- [RECORDS FOR PROCESSING]
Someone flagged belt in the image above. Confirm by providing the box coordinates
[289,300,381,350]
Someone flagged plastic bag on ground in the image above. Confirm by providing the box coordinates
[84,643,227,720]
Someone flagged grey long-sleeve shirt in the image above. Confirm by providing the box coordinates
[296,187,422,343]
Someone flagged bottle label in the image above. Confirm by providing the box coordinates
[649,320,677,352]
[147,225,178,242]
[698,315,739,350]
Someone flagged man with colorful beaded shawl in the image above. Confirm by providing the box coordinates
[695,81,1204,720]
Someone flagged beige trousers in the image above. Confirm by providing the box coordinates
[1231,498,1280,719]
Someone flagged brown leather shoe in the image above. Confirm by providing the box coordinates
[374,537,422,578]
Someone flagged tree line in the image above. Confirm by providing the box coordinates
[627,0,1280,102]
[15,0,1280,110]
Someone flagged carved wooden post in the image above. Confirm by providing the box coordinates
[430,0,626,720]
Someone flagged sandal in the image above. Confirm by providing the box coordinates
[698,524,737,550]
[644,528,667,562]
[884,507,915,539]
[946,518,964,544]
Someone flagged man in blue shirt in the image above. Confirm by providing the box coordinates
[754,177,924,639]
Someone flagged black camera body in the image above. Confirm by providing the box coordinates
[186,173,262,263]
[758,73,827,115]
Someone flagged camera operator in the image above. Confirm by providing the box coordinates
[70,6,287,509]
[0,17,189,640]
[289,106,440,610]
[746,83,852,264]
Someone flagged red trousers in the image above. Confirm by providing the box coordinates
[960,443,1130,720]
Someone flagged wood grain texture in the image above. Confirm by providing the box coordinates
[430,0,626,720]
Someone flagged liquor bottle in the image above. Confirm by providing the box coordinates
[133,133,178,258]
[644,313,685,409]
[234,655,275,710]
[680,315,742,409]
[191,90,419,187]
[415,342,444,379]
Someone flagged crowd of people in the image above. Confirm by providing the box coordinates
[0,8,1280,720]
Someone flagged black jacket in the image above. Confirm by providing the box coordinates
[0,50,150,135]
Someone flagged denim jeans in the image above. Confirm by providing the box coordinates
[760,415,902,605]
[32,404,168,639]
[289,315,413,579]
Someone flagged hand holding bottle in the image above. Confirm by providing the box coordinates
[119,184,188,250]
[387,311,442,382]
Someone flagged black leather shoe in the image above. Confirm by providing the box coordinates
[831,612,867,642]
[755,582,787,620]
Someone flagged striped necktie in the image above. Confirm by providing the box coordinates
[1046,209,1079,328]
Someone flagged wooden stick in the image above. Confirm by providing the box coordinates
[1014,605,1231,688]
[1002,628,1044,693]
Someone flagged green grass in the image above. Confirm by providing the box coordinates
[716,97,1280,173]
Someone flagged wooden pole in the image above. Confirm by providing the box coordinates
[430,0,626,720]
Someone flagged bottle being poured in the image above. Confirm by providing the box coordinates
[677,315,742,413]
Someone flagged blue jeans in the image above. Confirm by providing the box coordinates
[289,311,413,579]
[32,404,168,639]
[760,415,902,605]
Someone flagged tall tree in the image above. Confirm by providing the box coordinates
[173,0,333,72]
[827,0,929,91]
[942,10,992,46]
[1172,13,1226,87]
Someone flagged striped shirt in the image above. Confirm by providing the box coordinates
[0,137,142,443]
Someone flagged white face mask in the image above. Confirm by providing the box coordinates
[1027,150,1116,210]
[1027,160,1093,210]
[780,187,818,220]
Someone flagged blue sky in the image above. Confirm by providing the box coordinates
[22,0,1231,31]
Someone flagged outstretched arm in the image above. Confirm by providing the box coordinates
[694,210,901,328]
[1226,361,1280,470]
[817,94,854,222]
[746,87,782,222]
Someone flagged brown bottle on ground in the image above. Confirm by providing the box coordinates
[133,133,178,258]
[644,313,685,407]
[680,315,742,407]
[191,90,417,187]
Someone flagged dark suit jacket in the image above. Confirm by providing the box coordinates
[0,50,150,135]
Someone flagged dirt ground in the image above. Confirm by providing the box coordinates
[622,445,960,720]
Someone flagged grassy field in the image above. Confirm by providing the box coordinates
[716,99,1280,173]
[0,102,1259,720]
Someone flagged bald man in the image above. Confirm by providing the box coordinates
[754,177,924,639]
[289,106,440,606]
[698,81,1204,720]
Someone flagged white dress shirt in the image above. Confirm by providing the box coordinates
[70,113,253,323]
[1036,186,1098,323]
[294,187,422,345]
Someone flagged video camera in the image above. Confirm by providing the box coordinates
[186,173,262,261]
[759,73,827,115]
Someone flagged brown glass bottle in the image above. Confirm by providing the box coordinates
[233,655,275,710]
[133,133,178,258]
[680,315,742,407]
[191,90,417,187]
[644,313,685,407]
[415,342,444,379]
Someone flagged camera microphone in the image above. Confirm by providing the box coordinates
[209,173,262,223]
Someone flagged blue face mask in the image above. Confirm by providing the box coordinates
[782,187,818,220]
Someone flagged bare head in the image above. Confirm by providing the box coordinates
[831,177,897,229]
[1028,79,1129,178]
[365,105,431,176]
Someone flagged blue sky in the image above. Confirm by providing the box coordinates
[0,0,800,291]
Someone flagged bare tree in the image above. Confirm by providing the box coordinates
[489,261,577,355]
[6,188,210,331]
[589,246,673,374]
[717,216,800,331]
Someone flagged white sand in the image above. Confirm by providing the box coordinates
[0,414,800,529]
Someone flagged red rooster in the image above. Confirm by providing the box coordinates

- [TASK PROMPT] Rewrite all of the rows above with "Confirm" switched to "Verify" wherever it occurs. Keep every other word the same.

- [RESPONSE BELOW]
Someone flagged belt in the image above. Verify by providing the box coordinates
[289,300,381,350]
Someone flagged plastic bag on ground in the image above. Verify by providing the box coordinates
[84,643,227,720]
Someone flagged grey long-sleeve shirt in the image above. Verify by providing the box coordinates
[296,187,422,343]
Someone flagged bottle label in the image above. Verify by providing the box coordinates
[649,320,677,352]
[147,225,178,242]
[698,315,739,350]
Someone flagged man with colorful beaded shawl in the image above. Verify by providing the box coordinates
[695,81,1204,720]
Someone flagged beige trousers in the image above. Verify by providing the box coordinates
[1231,498,1280,719]
Someone flagged brown leather shoe in the image above. Verify by providing the box coordinates
[374,537,422,578]
Someone flagged tree line in the image above. Verify by providing the box coordinates
[627,0,1280,102]
[15,0,1280,110]
Someone flagged carved wooden post in the image above. Verify by providing the box coordinates
[430,0,626,720]
Someone flagged sandal in the image above. Verify by providing the box coordinates
[698,524,737,550]
[644,528,667,562]
[884,507,915,539]
[946,518,964,544]
Someone flagged man in blue shirt in the image above. Verify by providing the box coordinates
[754,177,924,639]
Someone flagged black camera body in the image above. Verify by providing the box coordinates
[186,173,262,263]
[758,73,827,115]
Someone flagged camera operator in the image above. Verify by providing the box coordinates
[70,6,287,509]
[0,17,189,640]
[289,106,440,610]
[746,83,852,264]
Someone flagged red trousers in the image above. Verify by providing the box coordinates
[960,443,1130,720]
Someone flagged wood grain texture in the image above. Verify by providing the box coordinates
[430,0,626,720]
Someone flagged liquor bottle in the image above. Verify by providing the box coordinates
[133,133,178,258]
[644,313,685,409]
[234,655,275,710]
[680,315,742,409]
[191,90,419,187]
[415,342,444,379]
Someone flagged crowd of people in the image above. Verify by providing the box coordinates
[0,8,1280,720]
Someone flagged black jacket in the image above. Verify by providing the box coordinates
[0,50,150,135]
Someone flagged denim jeans in the image above. Verify by providing the box coordinates
[760,415,902,605]
[32,404,168,639]
[289,315,413,579]
Someone flagged hand holding bottle in the image above. Verify by providing the box coordinates
[119,184,188,250]
[387,311,442,382]
Someone flagged black leather shoe in the image above. Verify by providing the box coordinates
[831,612,867,642]
[755,582,787,620]
Someone flagged striped necktie in the image above. Verify by providing the box coordinates
[1046,209,1079,328]
Someone flagged wooden stick in the image above. Verify by providing the box coordinates
[1014,605,1231,688]
[1002,628,1044,693]
Someone flagged green grass in the image above. Verify by providing the box coordinates
[716,97,1280,173]
Someone flagged wooden pole in the image above. Verify by providing the box coordinates
[430,0,626,720]
Someone flagged bottle being poured in the image above. Verify by providing the box coordinates
[677,315,742,413]
Someone flagged blue jeans in the image above. Verify by providing the box coordinates
[289,311,413,579]
[32,404,168,639]
[760,415,902,605]
Someone flagged tall tree in the image above. Verify by providing the box coordinates
[173,0,333,72]
[827,0,929,91]
[942,10,992,46]
[1172,13,1226,87]
Someone flagged striped shirt in the image above. Verify by providing the box coordinates
[0,137,142,443]
Someone flagged white face mask in the image above. Verify by providing the box coordinates
[1027,150,1116,210]
[1027,160,1093,210]
[780,187,818,220]
Someone flagged blue sky in the image above. Verify by providing the box coordinates
[22,0,1231,31]
Someone flagged outstretched arm in the image above. Verify by providing the box coordinates
[694,210,901,328]
[1226,361,1280,470]
[817,94,854,222]
[746,87,782,222]
Someone flagged brown bottle on ground in the image above. Verify by providing the box coordinates
[133,133,178,258]
[644,313,685,407]
[680,315,742,407]
[191,90,417,187]
Someone flagged dark suit jacket in the image above. Verify by providing the box coordinates
[0,50,150,135]
Someone flagged dirt ground in the image above. Verify by providing the box coordinates
[622,445,960,720]
Someone flagged grassy field in the image above. Verify by providing the box coordinates
[716,99,1280,173]
[0,102,1259,720]
Someone flagged bald man in the image above. Verify by providing the box coordinates
[754,177,924,639]
[289,106,440,606]
[698,81,1204,720]
Someone flagged white dress shirt in the image above. Verify by providing the box coordinates
[70,113,253,323]
[1036,186,1098,323]
[294,187,422,345]
Someone flagged video camera in the image above. Verify by providing the box coordinates
[186,173,262,261]
[759,73,827,115]
Someone flagged brown glass bottle in the image above. Verify by providing the box coordinates
[233,655,275,710]
[133,133,178,258]
[680,315,742,407]
[191,90,417,187]
[644,313,685,407]
[415,342,444,379]
Someone flagged camera microphone in the image above. Verify by providing the box coordinates
[209,173,262,223]
Someone flagged blue face mask in the image above. Verify by providing the box coordinates
[782,187,818,220]
Someone flagged bare head in the image above. Verify by providing the box coordinates
[831,177,897,229]
[1028,79,1129,178]
[365,105,431,176]
Someone flagged blue sky in the image above. Verify by providing the box coordinates
[0,0,800,291]
Someone flagged bare tree in the image above. Verify by providing the box coordinates
[489,261,577,355]
[6,188,210,331]
[589,246,673,374]
[717,216,800,331]
Someone flagged white sand in the image above. Verify by providing the box coordinates
[0,414,800,529]
Someone flagged red rooster in the image above. Verify by providing the box coordinates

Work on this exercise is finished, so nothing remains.